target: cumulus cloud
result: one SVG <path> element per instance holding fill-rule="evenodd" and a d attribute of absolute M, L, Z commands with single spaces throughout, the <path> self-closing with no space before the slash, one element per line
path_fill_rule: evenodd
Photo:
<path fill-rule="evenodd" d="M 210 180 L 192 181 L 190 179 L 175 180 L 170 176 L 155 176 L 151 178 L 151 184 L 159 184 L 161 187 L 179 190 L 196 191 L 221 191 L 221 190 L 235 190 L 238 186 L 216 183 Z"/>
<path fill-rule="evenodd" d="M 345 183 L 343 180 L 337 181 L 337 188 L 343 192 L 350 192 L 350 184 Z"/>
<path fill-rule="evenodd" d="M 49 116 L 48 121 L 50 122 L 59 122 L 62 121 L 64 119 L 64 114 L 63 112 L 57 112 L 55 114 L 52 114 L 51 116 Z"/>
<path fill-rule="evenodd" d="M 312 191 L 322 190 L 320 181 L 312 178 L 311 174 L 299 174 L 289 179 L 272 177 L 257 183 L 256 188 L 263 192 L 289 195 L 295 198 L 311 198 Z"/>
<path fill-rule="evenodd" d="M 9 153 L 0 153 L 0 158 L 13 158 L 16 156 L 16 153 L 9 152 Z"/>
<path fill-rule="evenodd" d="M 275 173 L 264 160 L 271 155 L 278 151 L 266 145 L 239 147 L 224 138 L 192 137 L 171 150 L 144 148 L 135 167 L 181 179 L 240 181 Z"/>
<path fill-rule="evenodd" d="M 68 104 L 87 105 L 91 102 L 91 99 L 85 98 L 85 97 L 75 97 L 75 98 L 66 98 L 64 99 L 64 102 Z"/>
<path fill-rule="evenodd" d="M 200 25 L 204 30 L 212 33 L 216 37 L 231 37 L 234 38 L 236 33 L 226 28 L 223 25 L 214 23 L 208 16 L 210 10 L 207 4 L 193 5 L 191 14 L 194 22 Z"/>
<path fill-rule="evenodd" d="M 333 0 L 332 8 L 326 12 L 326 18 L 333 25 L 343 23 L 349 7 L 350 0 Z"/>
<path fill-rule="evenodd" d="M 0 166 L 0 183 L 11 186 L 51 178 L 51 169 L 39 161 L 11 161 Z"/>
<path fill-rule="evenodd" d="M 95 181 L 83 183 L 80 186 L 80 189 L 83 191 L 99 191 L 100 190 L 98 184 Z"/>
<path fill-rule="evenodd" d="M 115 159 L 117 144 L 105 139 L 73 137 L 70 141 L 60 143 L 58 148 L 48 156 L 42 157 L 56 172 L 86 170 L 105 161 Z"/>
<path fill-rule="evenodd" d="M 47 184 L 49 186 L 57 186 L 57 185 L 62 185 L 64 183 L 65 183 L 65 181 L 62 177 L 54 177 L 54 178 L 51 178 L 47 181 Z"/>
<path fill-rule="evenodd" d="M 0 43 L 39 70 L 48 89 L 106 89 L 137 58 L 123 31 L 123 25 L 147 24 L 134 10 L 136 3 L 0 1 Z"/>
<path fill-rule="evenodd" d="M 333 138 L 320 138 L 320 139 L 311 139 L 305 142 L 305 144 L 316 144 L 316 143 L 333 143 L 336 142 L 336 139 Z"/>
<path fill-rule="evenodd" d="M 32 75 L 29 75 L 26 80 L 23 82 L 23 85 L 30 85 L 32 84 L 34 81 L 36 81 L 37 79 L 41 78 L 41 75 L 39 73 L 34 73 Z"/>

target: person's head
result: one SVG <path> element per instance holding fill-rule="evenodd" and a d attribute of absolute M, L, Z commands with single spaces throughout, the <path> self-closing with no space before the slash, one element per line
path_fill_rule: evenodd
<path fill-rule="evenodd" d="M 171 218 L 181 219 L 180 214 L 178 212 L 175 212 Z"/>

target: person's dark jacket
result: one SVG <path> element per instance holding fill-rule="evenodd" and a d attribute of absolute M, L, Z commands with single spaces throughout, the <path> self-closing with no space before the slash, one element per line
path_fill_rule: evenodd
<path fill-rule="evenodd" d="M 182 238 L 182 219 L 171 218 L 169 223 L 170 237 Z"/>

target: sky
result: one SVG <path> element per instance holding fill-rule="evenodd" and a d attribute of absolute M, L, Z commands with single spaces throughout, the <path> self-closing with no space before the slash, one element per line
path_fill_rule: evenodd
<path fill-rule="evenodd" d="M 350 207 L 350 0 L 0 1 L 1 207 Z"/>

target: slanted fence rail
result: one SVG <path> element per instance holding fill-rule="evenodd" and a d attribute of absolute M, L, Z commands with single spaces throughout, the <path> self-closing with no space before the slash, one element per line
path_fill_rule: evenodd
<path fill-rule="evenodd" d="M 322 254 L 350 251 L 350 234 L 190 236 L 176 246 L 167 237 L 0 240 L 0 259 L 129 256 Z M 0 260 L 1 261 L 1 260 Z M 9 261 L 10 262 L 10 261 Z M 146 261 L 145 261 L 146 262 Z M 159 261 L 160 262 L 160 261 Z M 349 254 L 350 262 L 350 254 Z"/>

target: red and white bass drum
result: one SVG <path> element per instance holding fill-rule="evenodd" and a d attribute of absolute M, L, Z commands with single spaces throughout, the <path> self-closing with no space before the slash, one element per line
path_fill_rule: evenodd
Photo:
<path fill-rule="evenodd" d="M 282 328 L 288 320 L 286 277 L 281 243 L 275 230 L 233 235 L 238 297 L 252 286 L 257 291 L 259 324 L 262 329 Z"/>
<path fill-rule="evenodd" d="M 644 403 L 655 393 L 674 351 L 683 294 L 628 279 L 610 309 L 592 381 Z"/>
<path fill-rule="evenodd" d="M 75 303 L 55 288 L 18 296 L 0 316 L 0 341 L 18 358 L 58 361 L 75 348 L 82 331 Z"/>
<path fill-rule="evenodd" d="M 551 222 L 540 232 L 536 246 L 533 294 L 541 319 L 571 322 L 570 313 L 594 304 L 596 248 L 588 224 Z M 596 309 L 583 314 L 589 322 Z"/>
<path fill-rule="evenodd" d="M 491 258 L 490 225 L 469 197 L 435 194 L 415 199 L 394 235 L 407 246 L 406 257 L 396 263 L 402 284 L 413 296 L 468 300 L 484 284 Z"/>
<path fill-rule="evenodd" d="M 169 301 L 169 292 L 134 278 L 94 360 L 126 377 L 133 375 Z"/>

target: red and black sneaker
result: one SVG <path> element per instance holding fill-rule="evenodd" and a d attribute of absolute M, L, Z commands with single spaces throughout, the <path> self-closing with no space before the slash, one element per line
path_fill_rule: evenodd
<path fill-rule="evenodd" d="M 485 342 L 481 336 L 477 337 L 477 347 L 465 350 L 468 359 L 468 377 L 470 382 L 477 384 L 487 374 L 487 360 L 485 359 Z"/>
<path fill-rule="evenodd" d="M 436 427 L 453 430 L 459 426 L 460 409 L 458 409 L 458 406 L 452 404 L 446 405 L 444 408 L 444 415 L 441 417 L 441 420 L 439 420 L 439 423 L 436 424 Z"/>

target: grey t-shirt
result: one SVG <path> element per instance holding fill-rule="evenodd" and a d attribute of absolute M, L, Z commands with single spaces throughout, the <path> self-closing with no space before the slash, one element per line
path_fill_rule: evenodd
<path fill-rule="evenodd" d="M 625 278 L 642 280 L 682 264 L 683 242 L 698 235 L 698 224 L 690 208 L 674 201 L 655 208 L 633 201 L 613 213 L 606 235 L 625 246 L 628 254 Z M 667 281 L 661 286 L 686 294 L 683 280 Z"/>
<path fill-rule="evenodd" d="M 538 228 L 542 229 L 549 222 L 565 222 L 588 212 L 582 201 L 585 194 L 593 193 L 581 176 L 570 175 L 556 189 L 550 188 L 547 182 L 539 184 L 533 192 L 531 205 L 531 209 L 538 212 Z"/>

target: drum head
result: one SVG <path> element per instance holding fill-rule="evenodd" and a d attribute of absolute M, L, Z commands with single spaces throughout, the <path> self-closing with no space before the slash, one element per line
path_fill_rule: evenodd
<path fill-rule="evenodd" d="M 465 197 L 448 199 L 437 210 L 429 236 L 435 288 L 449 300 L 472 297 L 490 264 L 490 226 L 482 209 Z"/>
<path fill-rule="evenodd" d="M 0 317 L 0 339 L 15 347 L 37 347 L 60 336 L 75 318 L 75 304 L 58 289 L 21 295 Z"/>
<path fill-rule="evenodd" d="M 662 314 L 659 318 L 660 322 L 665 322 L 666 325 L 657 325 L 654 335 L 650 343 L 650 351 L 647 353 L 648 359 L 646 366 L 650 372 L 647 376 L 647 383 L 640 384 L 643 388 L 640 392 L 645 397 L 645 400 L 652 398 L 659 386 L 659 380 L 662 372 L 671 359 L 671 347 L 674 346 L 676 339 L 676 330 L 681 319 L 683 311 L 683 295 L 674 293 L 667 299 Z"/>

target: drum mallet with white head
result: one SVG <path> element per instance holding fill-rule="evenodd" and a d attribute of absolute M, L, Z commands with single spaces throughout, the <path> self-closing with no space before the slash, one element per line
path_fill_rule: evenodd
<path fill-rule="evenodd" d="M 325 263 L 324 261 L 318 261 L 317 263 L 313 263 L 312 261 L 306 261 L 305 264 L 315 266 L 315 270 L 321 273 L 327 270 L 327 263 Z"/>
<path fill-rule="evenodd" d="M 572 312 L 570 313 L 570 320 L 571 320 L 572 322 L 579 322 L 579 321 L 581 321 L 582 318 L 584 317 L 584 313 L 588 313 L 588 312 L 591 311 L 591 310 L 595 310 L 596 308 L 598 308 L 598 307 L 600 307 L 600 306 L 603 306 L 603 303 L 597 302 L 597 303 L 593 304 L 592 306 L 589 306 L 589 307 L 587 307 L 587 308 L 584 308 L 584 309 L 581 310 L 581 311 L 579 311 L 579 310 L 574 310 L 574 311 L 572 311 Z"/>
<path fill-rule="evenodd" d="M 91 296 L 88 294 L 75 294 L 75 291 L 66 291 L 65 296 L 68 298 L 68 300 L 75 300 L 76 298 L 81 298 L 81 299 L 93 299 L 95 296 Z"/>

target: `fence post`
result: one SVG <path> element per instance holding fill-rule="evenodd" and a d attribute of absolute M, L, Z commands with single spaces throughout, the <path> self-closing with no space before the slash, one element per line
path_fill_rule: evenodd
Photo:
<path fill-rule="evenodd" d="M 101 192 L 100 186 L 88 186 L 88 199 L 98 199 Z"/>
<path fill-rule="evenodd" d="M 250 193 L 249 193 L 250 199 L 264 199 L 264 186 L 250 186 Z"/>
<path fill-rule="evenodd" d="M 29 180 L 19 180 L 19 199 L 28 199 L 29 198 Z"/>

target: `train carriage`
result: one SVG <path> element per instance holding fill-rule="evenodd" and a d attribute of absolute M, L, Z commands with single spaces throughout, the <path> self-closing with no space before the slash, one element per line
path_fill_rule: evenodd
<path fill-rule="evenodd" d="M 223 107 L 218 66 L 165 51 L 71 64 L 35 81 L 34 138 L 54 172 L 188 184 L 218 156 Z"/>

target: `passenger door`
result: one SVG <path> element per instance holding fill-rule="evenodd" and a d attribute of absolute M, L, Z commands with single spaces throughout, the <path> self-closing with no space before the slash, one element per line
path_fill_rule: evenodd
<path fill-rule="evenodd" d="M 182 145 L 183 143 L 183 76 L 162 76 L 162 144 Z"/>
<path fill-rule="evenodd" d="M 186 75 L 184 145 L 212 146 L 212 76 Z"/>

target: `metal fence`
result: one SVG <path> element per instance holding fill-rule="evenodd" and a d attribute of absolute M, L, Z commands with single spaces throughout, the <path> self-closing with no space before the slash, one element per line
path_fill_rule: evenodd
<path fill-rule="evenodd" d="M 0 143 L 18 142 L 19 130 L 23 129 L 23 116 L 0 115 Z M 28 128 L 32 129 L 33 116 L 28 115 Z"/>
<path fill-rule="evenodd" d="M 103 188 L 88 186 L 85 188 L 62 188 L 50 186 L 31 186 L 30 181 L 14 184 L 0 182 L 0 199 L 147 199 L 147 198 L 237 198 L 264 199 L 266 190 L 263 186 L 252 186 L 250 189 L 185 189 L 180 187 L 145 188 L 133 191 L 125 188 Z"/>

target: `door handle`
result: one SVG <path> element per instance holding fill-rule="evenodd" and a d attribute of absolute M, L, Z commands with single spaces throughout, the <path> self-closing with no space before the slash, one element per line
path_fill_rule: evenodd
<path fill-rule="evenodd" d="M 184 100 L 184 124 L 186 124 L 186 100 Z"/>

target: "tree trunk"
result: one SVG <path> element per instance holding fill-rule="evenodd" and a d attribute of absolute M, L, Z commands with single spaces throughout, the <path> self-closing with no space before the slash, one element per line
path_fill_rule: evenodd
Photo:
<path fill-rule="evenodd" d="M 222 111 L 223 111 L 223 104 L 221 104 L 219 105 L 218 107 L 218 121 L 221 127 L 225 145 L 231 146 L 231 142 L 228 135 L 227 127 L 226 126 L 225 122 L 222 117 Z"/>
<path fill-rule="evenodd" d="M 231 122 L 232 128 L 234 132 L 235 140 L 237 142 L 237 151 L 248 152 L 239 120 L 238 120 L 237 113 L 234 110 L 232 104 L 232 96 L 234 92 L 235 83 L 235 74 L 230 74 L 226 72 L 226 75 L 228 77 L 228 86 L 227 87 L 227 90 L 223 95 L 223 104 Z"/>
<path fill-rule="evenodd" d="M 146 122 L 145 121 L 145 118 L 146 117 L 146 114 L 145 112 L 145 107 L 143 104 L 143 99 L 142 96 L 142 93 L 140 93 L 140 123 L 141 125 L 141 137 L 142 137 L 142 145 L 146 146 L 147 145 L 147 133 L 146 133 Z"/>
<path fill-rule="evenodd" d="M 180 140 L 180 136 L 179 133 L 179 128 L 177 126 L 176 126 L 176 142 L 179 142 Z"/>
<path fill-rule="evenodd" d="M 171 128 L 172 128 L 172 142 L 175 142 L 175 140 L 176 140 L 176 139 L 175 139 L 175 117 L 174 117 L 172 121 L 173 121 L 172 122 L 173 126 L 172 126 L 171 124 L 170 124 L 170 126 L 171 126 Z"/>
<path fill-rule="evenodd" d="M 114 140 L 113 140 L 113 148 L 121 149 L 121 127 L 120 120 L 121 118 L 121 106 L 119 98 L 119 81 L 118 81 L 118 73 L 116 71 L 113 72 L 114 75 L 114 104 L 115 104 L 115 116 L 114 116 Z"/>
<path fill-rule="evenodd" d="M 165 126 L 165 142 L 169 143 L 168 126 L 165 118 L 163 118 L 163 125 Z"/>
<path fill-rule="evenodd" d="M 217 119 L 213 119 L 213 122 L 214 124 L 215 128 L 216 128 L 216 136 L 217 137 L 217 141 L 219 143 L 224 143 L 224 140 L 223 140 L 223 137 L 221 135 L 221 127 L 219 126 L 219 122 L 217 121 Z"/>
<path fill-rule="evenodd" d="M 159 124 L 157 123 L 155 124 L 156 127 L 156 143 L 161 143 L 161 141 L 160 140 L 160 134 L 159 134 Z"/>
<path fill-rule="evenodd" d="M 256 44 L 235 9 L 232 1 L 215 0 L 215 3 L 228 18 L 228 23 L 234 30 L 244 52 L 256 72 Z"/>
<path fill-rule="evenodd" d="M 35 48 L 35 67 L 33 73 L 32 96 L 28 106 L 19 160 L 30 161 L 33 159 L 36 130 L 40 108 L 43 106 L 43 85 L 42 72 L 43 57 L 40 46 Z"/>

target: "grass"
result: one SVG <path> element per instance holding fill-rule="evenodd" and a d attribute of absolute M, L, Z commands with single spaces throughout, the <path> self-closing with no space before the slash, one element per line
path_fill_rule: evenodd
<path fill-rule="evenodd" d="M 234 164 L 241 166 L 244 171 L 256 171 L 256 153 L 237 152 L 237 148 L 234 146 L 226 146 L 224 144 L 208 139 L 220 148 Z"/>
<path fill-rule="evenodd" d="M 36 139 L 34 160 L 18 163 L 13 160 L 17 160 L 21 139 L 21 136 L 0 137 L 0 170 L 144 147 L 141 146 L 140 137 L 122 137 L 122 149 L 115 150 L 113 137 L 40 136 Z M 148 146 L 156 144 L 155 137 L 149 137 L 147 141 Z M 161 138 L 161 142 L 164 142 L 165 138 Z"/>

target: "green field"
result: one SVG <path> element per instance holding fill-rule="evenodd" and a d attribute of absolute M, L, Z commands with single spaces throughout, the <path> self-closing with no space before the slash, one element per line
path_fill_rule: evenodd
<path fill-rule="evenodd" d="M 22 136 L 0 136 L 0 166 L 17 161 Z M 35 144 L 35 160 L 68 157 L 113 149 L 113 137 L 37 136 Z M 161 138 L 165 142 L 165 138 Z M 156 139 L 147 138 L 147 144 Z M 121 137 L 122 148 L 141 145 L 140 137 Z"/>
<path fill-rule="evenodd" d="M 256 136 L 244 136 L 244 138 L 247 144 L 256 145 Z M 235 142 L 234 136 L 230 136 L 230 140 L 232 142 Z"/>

········

• Exercise instructions: Please render the records as a numbered list, starting with the line that contains "target: red and black sneaker" and going on through the line that contains "538 228 L 542", both included, with blank lines left out.

• Task result:
1. target: red and black sneaker
2. result: one SVG <path> element per instance holding fill-rule="evenodd" and a d attribute of absolute M, L, Z commands with single spaces throughout, the <path> self-closing with no space before the slash, one element per line
3. path_fill_rule: evenodd
4. <path fill-rule="evenodd" d="M 485 342 L 481 336 L 477 337 L 477 347 L 465 350 L 468 359 L 468 377 L 470 382 L 477 384 L 487 374 L 487 360 L 485 359 Z"/>
5. <path fill-rule="evenodd" d="M 436 427 L 453 430 L 459 426 L 460 409 L 458 409 L 458 406 L 452 404 L 446 405 L 444 408 L 444 415 L 441 417 L 441 420 L 439 420 L 439 423 L 436 424 Z"/>
6. target: grey t-shirt
7. result: one SVG <path> element per instance holding fill-rule="evenodd" and a d attribute of absolute M, L, Z commands with single spaces throughout, the <path> self-closing with no space before the slash, one element per line
8. path_fill_rule: evenodd
9. <path fill-rule="evenodd" d="M 625 278 L 642 280 L 682 264 L 683 242 L 698 235 L 698 224 L 690 208 L 674 201 L 655 208 L 633 201 L 613 213 L 606 235 L 625 246 L 628 254 Z M 667 281 L 661 286 L 686 294 L 683 280 Z"/>
10. <path fill-rule="evenodd" d="M 538 228 L 542 229 L 549 222 L 565 222 L 588 212 L 582 201 L 585 194 L 593 193 L 581 176 L 570 175 L 556 189 L 550 188 L 547 182 L 539 184 L 533 192 L 531 205 L 531 209 L 538 212 Z"/>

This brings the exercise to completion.